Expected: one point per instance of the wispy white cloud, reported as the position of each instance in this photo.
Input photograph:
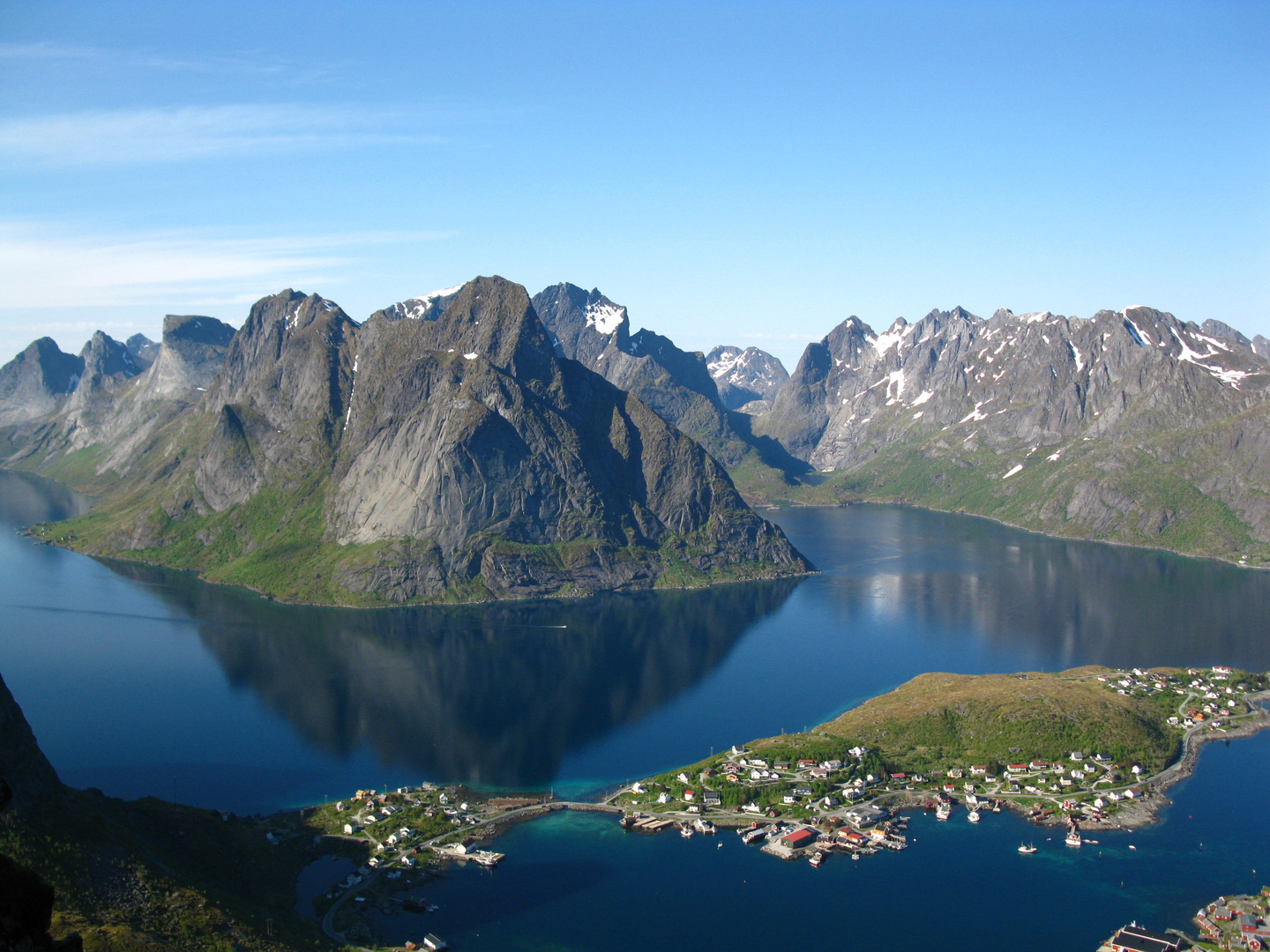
(45, 268)
(259, 63)
(159, 135)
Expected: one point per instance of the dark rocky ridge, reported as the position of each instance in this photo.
(1132, 426)
(26, 779)
(588, 328)
(424, 455)
(37, 383)
(747, 380)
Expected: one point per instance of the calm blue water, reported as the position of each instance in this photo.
(216, 697)
(957, 888)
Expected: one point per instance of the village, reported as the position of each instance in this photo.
(1224, 925)
(852, 801)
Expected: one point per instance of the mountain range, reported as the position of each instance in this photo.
(441, 450)
(476, 443)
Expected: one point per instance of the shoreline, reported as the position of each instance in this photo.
(796, 504)
(26, 531)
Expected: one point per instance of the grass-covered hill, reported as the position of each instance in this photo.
(940, 721)
(961, 720)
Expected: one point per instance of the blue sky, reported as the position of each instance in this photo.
(742, 173)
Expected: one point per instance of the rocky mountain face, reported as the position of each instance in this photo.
(37, 383)
(117, 398)
(747, 380)
(26, 776)
(435, 452)
(144, 349)
(677, 385)
(1131, 426)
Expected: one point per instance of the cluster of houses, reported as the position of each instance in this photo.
(1214, 695)
(1237, 922)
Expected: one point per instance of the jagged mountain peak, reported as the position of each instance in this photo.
(108, 357)
(747, 380)
(426, 308)
(1039, 375)
(582, 323)
(143, 348)
(37, 381)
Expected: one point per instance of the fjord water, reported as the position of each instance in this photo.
(145, 681)
(138, 680)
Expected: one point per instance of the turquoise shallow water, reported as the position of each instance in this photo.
(579, 882)
(213, 695)
(216, 697)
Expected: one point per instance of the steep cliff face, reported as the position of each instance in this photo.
(747, 380)
(280, 398)
(37, 383)
(118, 398)
(447, 455)
(26, 776)
(588, 328)
(1129, 426)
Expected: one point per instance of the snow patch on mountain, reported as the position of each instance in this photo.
(605, 317)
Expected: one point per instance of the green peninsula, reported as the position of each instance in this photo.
(1093, 736)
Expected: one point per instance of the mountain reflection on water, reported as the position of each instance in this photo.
(219, 697)
(489, 695)
(1062, 600)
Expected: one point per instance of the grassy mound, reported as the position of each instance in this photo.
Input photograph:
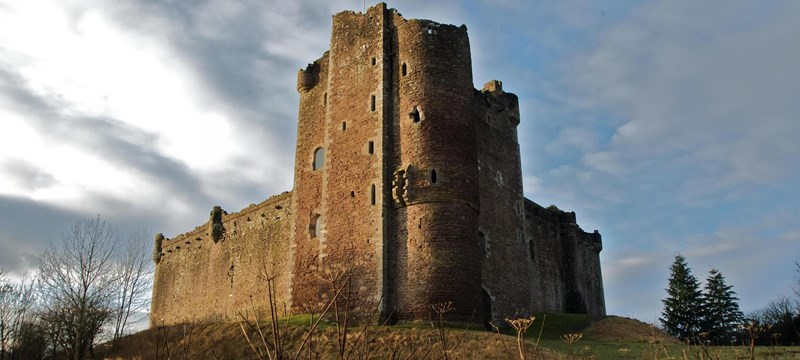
(615, 328)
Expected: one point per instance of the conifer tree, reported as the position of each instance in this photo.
(721, 314)
(683, 306)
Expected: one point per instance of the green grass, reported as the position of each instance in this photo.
(611, 338)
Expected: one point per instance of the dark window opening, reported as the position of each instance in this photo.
(530, 247)
(487, 311)
(414, 115)
(319, 159)
(315, 228)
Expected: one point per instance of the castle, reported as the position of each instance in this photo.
(404, 174)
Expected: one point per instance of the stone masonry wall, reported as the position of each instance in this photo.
(199, 278)
(342, 116)
(505, 261)
(435, 187)
(566, 262)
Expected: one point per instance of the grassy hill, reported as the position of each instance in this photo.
(546, 338)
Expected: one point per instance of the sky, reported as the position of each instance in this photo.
(670, 126)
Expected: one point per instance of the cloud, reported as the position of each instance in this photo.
(687, 79)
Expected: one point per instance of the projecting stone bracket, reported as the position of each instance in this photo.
(400, 186)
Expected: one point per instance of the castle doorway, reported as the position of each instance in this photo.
(487, 310)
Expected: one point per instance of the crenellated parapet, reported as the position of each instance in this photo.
(307, 78)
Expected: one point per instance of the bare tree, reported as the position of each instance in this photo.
(796, 286)
(78, 285)
(16, 300)
(134, 273)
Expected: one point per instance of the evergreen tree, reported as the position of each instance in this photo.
(721, 314)
(683, 306)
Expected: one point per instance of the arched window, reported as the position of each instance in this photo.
(315, 228)
(319, 159)
(482, 242)
(414, 115)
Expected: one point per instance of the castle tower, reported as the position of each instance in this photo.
(435, 174)
(386, 165)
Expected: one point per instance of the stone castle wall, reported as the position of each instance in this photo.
(199, 278)
(405, 174)
(565, 262)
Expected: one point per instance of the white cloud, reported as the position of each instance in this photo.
(692, 79)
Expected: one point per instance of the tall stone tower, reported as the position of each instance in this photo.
(386, 164)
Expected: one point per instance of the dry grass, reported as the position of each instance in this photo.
(615, 328)
(225, 341)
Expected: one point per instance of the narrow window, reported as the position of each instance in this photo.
(319, 159)
(315, 228)
(414, 115)
(530, 247)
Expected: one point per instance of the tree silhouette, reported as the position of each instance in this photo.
(721, 314)
(683, 306)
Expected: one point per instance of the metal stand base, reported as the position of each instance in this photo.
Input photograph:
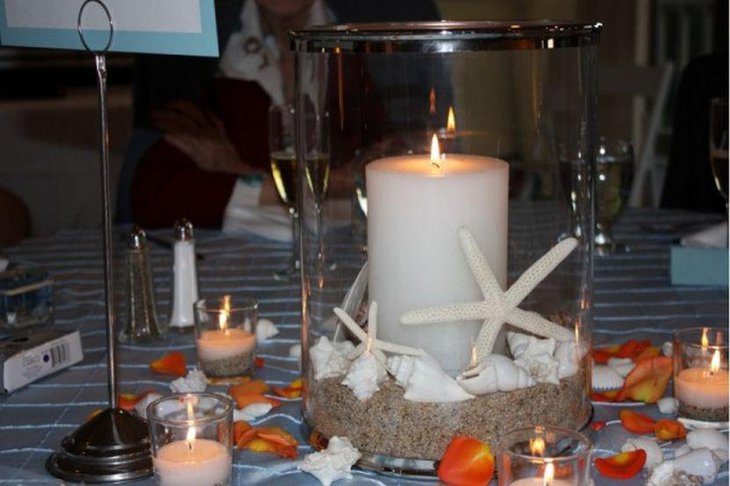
(114, 446)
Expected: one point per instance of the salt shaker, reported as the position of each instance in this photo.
(185, 278)
(141, 323)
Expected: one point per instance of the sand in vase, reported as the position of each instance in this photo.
(388, 424)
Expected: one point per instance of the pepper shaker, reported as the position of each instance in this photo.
(185, 278)
(141, 324)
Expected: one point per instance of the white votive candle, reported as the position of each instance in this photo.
(415, 210)
(200, 462)
(227, 343)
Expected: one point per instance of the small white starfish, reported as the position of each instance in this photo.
(499, 307)
(369, 341)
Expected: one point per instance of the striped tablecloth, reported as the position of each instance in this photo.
(633, 299)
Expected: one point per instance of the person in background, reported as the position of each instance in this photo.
(15, 222)
(214, 114)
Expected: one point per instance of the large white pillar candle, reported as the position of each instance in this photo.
(415, 209)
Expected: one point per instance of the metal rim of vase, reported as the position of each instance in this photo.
(444, 36)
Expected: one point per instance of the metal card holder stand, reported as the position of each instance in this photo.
(114, 445)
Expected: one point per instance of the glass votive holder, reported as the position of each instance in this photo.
(701, 376)
(191, 436)
(225, 334)
(542, 456)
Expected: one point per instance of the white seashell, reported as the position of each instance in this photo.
(265, 329)
(252, 412)
(543, 368)
(567, 356)
(424, 380)
(364, 376)
(194, 381)
(522, 345)
(699, 462)
(333, 463)
(710, 438)
(668, 405)
(295, 351)
(328, 360)
(606, 378)
(141, 406)
(654, 455)
(622, 365)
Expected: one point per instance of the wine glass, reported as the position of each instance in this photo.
(284, 172)
(719, 145)
(613, 178)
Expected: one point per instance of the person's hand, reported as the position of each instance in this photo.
(201, 136)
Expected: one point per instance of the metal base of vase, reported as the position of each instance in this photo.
(113, 446)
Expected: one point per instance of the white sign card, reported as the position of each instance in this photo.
(143, 26)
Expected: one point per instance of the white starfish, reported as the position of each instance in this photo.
(499, 307)
(369, 341)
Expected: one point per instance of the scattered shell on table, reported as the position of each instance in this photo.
(668, 405)
(606, 378)
(699, 462)
(333, 463)
(424, 380)
(364, 376)
(654, 455)
(622, 365)
(710, 438)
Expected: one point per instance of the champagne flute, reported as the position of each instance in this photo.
(613, 178)
(719, 145)
(284, 172)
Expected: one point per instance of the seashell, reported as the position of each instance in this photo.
(699, 462)
(141, 406)
(252, 412)
(522, 345)
(364, 376)
(622, 365)
(567, 356)
(606, 378)
(328, 359)
(710, 438)
(654, 455)
(667, 405)
(543, 368)
(424, 380)
(194, 381)
(265, 329)
(333, 463)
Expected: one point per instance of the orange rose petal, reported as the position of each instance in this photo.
(170, 364)
(466, 462)
(636, 422)
(666, 429)
(622, 466)
(256, 387)
(648, 380)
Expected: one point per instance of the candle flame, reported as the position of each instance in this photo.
(451, 121)
(716, 362)
(435, 152)
(537, 446)
(547, 478)
(225, 313)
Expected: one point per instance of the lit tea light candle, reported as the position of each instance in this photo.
(192, 462)
(703, 387)
(226, 351)
(416, 205)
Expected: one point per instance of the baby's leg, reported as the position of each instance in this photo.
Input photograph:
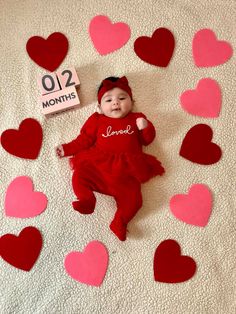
(129, 200)
(83, 191)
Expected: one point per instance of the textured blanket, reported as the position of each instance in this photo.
(203, 224)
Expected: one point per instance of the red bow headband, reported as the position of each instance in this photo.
(107, 85)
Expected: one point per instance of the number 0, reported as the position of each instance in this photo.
(69, 81)
(46, 86)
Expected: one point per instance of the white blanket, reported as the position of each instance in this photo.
(129, 285)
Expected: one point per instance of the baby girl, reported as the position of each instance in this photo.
(108, 157)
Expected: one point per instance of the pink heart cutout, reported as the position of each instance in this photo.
(108, 37)
(193, 208)
(89, 266)
(204, 101)
(208, 51)
(22, 201)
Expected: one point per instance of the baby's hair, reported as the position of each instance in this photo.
(110, 78)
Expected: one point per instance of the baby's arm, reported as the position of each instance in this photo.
(147, 130)
(86, 139)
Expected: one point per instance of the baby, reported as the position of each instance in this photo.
(108, 157)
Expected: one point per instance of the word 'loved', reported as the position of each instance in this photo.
(110, 132)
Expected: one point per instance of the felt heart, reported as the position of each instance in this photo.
(48, 53)
(208, 51)
(90, 266)
(21, 201)
(197, 146)
(108, 37)
(205, 101)
(156, 50)
(22, 251)
(25, 142)
(193, 208)
(170, 266)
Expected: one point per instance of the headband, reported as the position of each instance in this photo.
(107, 85)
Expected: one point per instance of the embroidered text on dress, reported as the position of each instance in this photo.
(110, 132)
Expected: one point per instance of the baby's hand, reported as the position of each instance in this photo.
(141, 123)
(60, 151)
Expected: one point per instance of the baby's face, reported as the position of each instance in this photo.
(116, 103)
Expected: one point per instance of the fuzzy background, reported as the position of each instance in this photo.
(129, 285)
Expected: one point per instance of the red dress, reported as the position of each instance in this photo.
(114, 147)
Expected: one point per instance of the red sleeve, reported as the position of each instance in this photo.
(86, 138)
(148, 134)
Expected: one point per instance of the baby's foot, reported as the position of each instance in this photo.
(83, 208)
(119, 229)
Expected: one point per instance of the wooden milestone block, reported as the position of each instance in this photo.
(48, 83)
(68, 78)
(62, 100)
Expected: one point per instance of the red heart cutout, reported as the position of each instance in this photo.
(197, 146)
(156, 50)
(22, 251)
(170, 266)
(48, 53)
(25, 142)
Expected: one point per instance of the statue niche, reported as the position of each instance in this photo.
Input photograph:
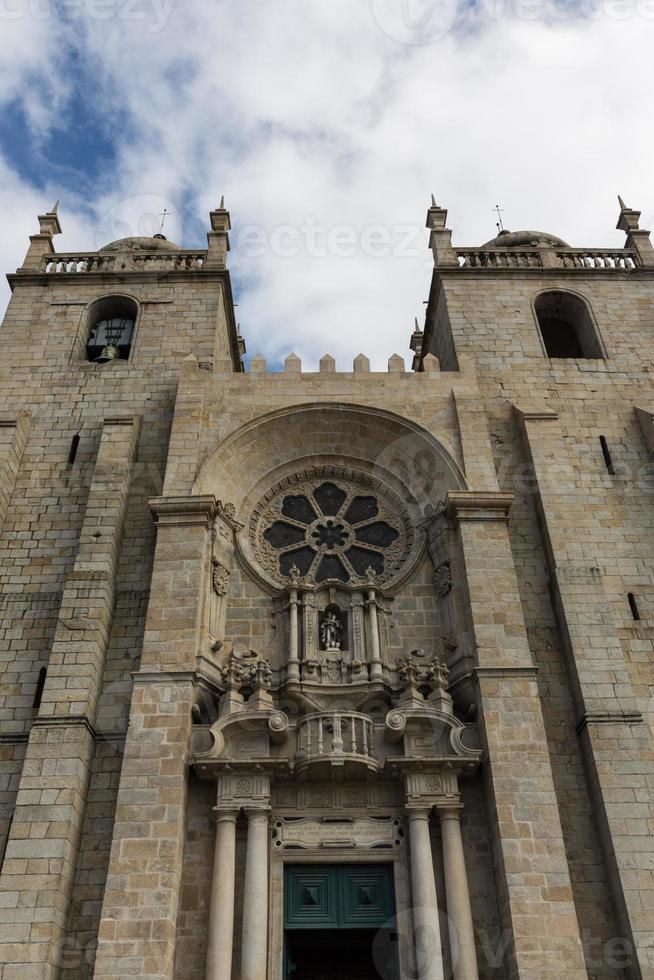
(333, 629)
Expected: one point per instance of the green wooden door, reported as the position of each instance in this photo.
(338, 896)
(333, 916)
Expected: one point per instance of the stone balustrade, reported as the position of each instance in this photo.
(329, 739)
(499, 258)
(616, 260)
(69, 263)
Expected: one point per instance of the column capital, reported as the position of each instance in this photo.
(450, 811)
(419, 811)
(254, 810)
(224, 815)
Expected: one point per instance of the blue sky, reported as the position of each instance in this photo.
(326, 124)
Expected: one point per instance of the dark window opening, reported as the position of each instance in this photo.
(606, 452)
(560, 338)
(74, 446)
(110, 330)
(40, 684)
(6, 843)
(566, 326)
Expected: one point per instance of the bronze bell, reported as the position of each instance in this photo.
(110, 353)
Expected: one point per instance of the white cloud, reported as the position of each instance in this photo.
(303, 111)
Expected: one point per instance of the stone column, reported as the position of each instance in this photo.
(254, 947)
(459, 910)
(221, 914)
(376, 672)
(139, 920)
(612, 736)
(43, 845)
(428, 946)
(529, 853)
(293, 668)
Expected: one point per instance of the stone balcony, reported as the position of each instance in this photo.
(335, 744)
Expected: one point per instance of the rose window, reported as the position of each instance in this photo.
(332, 530)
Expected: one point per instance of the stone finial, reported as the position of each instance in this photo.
(436, 216)
(430, 364)
(638, 239)
(258, 365)
(220, 218)
(49, 223)
(218, 238)
(41, 244)
(293, 364)
(415, 344)
(628, 218)
(440, 239)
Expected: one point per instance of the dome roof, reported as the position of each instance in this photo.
(524, 239)
(156, 244)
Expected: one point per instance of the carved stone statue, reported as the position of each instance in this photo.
(331, 632)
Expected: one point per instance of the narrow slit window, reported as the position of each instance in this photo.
(606, 452)
(40, 684)
(74, 446)
(6, 843)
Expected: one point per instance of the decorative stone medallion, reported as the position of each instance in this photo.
(331, 525)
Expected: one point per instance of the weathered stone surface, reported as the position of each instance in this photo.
(127, 572)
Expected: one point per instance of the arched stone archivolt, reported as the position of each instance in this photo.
(405, 455)
(359, 449)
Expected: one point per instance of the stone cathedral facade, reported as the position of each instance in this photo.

● DESCRIPTION OF THE TASK: Please retype, exactly as written, every line from the line containing "Expected: one point per instance of the narrow slit" through the last line of the records above, including both of those lines, and nothing else.

● REPLY TO THE TASK:
Expected: one point per instance of the narrow slit window, reported as the position of each instance in this photo.
(606, 452)
(40, 684)
(74, 446)
(6, 843)
Expected: one point per instance of the decorative stone medallion, reported as the position of each instance in this photo.
(331, 525)
Expected: one point per instance of the weathered stone surface, reported as the position of each instance in this photo.
(127, 572)
Expected: one point per instance of the arched stone archivolt, reported as the position of each instance in this photo.
(405, 455)
(359, 449)
Expected: one point per instance of the stone cathedral facade, reported as the position of each instance in this photo.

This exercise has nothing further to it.